*Activity:* Using the lines below, work out the count of those that hold "tile". Give the number only.

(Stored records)
%%
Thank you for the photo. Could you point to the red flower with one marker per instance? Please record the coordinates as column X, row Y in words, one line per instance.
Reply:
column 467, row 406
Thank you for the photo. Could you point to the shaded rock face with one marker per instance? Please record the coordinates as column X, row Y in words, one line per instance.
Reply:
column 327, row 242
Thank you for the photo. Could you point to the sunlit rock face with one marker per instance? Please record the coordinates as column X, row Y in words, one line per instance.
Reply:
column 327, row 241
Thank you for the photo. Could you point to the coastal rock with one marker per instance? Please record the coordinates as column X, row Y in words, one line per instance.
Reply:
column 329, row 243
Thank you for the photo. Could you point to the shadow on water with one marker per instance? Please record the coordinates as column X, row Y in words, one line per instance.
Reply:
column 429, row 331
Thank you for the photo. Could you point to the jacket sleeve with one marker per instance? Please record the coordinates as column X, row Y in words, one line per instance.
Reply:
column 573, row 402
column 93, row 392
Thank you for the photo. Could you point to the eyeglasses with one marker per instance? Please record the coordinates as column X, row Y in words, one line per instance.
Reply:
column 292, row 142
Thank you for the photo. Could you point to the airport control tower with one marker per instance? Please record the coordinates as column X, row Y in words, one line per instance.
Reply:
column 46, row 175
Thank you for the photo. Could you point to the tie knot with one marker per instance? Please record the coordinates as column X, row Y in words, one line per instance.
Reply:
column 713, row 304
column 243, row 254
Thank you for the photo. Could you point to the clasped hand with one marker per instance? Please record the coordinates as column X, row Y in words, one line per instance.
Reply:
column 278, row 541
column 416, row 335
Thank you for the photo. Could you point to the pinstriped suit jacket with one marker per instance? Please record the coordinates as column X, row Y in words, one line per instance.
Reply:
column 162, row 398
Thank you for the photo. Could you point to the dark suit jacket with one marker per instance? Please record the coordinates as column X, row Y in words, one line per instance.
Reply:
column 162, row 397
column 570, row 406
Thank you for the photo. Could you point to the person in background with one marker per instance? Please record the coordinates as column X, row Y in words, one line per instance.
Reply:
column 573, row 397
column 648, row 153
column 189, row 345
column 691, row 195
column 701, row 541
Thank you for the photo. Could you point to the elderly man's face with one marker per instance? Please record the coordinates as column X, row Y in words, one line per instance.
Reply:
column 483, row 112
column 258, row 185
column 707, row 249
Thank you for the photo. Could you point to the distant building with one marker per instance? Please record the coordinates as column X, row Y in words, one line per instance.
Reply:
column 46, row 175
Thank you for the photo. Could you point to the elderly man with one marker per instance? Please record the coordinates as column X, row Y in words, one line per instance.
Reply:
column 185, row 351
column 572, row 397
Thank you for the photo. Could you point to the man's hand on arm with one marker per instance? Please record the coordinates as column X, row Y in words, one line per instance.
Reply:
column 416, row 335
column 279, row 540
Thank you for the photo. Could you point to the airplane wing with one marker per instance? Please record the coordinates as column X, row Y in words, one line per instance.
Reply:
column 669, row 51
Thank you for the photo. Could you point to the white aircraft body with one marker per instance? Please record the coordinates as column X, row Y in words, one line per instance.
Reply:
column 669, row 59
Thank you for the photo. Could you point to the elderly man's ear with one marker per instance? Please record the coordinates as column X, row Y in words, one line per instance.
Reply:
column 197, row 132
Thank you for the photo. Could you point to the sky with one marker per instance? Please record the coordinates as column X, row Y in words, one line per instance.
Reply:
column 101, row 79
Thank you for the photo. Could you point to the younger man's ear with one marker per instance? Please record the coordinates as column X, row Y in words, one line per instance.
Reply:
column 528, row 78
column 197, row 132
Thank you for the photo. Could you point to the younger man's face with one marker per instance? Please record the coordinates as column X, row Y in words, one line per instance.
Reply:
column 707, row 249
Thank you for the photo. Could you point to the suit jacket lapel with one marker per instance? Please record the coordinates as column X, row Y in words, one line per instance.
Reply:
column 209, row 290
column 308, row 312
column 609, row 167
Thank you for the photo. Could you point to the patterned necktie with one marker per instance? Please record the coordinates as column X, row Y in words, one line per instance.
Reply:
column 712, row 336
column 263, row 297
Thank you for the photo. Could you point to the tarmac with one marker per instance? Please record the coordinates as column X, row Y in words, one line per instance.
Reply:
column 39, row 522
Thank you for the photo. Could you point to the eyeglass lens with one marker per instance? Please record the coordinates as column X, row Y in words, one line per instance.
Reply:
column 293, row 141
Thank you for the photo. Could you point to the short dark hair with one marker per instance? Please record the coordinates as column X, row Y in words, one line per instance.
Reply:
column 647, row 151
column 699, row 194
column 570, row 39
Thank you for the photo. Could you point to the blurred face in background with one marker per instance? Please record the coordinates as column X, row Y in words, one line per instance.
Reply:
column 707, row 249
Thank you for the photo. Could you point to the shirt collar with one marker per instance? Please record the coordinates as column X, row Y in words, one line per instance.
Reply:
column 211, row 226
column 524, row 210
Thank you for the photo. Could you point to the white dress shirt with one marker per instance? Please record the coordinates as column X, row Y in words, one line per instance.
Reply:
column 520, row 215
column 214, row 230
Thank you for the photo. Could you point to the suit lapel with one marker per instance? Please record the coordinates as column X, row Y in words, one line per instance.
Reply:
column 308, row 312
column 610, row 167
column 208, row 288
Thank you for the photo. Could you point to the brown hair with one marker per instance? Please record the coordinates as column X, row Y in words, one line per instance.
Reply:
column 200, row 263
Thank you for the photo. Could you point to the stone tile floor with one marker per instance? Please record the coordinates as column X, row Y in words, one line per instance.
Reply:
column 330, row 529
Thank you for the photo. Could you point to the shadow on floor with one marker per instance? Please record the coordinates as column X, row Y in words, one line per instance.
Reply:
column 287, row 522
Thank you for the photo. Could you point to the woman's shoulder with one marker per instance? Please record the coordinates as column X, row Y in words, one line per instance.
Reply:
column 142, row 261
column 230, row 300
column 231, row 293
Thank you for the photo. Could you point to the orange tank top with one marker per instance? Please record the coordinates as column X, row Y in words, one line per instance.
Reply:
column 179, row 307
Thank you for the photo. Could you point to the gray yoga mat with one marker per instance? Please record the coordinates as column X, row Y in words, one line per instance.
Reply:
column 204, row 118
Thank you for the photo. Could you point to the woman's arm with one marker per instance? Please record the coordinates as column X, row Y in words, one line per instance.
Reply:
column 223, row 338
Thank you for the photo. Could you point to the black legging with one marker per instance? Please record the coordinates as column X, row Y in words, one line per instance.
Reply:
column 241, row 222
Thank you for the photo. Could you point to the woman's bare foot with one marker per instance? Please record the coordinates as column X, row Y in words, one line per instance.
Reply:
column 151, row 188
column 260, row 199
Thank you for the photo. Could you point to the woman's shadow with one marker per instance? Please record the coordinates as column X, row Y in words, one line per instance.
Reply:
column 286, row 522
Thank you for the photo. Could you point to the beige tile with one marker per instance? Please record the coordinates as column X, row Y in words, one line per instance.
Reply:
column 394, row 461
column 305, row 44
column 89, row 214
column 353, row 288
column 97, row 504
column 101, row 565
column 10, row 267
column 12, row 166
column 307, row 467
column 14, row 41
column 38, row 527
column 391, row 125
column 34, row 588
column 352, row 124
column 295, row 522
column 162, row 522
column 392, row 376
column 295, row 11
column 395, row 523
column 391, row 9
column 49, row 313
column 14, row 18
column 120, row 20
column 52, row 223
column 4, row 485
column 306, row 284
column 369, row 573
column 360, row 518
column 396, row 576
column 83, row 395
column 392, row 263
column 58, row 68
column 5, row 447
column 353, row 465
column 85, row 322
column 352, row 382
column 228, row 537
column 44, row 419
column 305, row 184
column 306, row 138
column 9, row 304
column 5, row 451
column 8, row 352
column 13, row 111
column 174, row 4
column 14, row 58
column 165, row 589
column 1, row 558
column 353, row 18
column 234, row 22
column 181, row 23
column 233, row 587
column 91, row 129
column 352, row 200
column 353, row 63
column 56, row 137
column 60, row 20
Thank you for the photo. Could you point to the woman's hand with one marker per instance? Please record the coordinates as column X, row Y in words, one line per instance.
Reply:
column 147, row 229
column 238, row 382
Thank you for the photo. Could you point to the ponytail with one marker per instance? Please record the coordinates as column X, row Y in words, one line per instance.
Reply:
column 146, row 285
%%
*Your response:* 2